··· DATA SUPPLIED

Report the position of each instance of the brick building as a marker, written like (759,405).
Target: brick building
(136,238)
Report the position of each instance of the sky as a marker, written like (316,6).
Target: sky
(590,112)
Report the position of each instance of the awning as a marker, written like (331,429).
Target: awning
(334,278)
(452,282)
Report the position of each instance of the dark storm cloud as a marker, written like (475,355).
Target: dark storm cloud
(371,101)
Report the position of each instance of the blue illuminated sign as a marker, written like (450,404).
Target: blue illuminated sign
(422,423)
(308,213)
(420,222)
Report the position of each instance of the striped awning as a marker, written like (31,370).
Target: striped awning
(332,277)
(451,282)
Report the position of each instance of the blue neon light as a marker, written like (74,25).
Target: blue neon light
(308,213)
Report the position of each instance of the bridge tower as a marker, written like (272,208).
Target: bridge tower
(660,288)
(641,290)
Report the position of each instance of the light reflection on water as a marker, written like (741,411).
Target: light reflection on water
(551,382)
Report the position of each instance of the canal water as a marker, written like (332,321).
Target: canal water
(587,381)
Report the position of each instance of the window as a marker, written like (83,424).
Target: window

······

DIRECTIONS -
Extract every line of the entries above and reproduce each one verbatim, in its original order.

WRITTEN ANSWER -
Report the position of each instance of the brick building as a marker, written like (759,405).
Target: brick building
(136,238)
Report the position of each instance of the sky as a marker, written like (316,6).
Target: sky
(590,112)
Report the position of each instance of the awning as a marker, written like (331,429).
Target: awning
(334,278)
(452,282)
Report the position of each instance of the dark storm cloud as a marker, written like (475,355).
Target: dark storm cloud
(371,101)
Report the position of each instance of the blue illuminated sign as a marker, written like (450,404).
Target: blue illuminated sign
(422,423)
(308,213)
(420,222)
Report the position of each instance of the striped awning as a marker, written like (31,370).
Target: striped awning
(332,277)
(451,282)
Report the position of each instance of the blue neon light as a marker, written like (74,25).
Target: blue neon light
(308,213)
Report the position of each instance of the bridge tower as a marker, written like (272,208).
Target: bridge tower
(660,288)
(641,290)
Report the position of each instance of the light reflection on water as a marker, written like (741,411).
Target: light reflection on water
(551,382)
Report the position of each instance of the canal water as a marker, written like (332,321).
Target: canal water
(587,381)
Report the position of each instance of the window as a marker, written like (83,424).
Target: window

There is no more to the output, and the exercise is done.